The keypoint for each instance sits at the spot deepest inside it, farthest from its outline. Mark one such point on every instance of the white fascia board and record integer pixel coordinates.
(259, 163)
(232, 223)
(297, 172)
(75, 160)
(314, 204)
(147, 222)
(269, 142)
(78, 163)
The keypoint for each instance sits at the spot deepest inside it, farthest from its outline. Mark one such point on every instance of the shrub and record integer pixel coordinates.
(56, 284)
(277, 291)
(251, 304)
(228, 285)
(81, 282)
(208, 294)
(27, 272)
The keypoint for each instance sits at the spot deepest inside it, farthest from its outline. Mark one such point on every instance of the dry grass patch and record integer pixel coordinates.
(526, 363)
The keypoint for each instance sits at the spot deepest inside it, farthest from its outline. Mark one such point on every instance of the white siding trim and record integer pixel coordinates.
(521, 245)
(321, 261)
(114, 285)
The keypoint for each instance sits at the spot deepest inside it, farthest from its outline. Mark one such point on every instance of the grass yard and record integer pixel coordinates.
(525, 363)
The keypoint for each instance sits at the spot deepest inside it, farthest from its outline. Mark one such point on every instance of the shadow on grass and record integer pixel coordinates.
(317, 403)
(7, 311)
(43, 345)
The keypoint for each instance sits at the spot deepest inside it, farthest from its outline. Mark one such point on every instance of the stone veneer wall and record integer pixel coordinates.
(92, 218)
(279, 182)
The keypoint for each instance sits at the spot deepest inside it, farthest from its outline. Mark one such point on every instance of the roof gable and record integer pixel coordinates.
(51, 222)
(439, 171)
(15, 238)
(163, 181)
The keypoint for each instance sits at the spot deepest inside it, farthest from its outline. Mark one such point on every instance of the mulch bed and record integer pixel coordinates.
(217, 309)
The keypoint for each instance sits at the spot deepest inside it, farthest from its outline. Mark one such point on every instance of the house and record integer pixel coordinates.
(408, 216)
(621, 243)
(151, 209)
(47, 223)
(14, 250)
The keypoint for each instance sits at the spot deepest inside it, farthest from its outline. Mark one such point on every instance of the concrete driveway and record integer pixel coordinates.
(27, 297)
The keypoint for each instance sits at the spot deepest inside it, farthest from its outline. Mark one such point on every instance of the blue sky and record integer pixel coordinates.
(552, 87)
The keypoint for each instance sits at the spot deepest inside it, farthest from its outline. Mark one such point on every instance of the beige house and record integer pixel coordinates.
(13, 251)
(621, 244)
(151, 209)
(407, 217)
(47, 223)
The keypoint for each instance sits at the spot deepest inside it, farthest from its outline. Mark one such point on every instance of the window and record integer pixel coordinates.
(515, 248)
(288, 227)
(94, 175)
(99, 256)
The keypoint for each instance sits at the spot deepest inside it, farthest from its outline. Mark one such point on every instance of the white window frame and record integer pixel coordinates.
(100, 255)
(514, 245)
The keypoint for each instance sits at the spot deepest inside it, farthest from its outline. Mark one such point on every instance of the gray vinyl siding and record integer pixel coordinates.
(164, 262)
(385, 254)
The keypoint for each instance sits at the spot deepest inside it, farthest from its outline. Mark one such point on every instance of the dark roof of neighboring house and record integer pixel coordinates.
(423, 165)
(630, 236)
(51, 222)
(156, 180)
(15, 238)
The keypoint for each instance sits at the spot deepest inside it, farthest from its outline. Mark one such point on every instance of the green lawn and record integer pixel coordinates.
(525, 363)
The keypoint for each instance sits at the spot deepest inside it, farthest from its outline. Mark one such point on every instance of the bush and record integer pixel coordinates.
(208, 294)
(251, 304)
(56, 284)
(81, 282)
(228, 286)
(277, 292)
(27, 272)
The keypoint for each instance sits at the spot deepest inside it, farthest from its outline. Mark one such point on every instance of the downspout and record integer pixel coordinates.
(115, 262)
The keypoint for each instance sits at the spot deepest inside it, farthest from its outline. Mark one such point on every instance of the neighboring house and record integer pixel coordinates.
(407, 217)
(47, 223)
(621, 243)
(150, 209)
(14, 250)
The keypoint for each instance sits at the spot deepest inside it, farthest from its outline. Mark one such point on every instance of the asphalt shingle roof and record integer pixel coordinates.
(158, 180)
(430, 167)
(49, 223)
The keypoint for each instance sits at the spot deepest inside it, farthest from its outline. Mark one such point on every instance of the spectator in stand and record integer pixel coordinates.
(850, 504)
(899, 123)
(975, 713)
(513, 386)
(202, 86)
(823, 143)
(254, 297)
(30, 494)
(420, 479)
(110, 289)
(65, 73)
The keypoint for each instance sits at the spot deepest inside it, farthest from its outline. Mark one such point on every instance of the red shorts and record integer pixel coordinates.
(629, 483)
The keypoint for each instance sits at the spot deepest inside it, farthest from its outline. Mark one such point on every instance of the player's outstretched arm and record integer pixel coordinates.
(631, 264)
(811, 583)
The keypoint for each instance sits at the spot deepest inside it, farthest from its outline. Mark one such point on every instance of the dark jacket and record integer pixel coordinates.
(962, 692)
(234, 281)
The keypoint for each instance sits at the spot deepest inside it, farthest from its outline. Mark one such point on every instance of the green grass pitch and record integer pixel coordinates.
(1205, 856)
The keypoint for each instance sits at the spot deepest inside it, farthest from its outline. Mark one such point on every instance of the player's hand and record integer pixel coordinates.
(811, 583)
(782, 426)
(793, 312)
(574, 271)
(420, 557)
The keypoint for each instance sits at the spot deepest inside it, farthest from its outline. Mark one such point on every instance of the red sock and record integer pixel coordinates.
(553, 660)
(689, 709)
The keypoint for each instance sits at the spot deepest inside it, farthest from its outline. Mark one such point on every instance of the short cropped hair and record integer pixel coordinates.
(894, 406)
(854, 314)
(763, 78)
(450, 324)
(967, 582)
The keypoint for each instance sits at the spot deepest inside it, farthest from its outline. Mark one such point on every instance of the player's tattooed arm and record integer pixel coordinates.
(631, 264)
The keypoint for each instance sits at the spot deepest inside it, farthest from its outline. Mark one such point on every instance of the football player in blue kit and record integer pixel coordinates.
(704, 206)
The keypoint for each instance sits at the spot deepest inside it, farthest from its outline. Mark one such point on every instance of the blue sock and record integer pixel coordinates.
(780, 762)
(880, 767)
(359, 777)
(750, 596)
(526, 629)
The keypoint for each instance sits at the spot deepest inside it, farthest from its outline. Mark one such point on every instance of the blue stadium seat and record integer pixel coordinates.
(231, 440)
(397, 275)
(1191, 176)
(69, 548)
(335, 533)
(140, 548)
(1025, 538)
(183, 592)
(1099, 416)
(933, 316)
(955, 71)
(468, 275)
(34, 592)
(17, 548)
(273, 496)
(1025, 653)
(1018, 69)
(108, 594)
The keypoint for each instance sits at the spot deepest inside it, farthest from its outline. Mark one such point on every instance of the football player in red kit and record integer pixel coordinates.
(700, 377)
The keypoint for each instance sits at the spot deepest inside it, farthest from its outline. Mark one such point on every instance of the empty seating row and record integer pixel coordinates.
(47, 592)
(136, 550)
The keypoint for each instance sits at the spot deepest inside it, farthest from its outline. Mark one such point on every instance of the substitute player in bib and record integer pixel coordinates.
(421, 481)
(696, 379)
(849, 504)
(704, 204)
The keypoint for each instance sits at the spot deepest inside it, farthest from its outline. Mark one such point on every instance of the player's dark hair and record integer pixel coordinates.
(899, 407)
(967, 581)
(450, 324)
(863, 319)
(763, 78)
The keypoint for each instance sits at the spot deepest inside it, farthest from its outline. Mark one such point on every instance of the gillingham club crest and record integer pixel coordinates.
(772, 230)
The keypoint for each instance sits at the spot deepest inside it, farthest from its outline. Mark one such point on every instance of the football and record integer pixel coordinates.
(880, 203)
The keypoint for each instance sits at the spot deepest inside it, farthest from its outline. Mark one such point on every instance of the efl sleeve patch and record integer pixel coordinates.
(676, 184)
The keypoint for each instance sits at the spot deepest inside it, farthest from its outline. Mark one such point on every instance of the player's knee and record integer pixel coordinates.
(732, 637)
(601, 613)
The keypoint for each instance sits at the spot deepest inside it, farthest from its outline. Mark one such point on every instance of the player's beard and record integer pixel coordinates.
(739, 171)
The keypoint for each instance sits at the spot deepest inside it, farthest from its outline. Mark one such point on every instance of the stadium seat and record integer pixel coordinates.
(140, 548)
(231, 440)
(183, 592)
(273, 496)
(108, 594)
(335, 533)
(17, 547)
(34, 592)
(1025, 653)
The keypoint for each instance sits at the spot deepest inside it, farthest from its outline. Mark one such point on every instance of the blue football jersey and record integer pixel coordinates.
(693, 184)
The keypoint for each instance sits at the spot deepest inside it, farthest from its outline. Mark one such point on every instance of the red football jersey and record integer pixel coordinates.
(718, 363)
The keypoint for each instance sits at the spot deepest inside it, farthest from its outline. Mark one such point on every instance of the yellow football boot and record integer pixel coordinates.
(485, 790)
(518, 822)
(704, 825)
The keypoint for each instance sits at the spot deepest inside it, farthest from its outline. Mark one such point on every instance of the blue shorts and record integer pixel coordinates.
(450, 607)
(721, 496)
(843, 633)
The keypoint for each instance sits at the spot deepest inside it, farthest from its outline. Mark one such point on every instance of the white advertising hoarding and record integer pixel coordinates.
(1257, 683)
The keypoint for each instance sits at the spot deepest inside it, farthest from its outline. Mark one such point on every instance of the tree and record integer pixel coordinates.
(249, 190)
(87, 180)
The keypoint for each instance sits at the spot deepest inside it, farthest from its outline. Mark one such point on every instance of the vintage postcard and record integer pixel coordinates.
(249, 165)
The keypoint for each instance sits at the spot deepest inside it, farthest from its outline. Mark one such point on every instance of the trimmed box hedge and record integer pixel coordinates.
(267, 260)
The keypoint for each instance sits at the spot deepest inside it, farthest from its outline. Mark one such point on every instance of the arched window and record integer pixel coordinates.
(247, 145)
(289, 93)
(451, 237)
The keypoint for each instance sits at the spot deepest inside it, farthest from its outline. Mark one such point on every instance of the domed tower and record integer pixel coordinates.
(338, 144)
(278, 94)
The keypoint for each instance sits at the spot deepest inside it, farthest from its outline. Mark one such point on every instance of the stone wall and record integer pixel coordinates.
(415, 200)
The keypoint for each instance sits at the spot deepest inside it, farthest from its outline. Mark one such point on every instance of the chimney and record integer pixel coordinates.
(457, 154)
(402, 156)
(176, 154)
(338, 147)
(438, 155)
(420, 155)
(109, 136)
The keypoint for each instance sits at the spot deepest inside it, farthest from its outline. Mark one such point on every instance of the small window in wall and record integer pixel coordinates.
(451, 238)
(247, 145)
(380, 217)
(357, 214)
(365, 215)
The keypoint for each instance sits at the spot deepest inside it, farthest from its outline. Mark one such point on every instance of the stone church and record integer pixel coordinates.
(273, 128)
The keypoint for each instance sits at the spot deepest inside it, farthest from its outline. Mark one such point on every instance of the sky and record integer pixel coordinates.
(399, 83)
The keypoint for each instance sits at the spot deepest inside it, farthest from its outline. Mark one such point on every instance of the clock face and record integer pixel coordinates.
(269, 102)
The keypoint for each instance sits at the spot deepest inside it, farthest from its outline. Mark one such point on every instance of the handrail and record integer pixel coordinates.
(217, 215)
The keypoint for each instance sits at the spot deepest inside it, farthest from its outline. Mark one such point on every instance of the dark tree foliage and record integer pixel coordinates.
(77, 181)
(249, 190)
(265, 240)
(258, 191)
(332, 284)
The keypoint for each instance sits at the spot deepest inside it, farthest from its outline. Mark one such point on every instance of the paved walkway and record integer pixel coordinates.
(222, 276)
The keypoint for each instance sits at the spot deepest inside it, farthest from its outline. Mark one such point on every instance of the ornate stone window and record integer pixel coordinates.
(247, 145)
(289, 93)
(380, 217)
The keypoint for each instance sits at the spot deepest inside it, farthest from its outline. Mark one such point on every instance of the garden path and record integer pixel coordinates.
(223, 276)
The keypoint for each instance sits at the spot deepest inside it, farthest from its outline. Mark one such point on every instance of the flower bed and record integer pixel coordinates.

◆ Problem description ◆
Rewrite the entries from the line containing "walkway and record integer pixel coordinates." through the end of the entries, both included, with "outline" replaced by "boundary" and nothing else changed.

◆ Answer for this exercise ◆
The keypoint for each instance sits at the spot deepest inside it, farthest from its boundary. Mark one such point on every instance of the paved walkway and record integer pixel coordinates.
(222, 276)
The keypoint for each instance sits at the spot deepest inside it, farthest from its boundary. Mark one such point on every instance of the ornate stone window and record integer pixel coordinates.
(247, 145)
(289, 93)
(380, 217)
The keypoint for each instance sits at the spot deepest inside it, farthest from its boundary. Mark one such point on every instance of the garden path and record integer pixel coordinates.
(223, 276)
The keypoint for each instance sits at the spot deepest inside it, farthest from its boundary. Mark one such point on every instance of the flower bed and record integer pixel coordinates.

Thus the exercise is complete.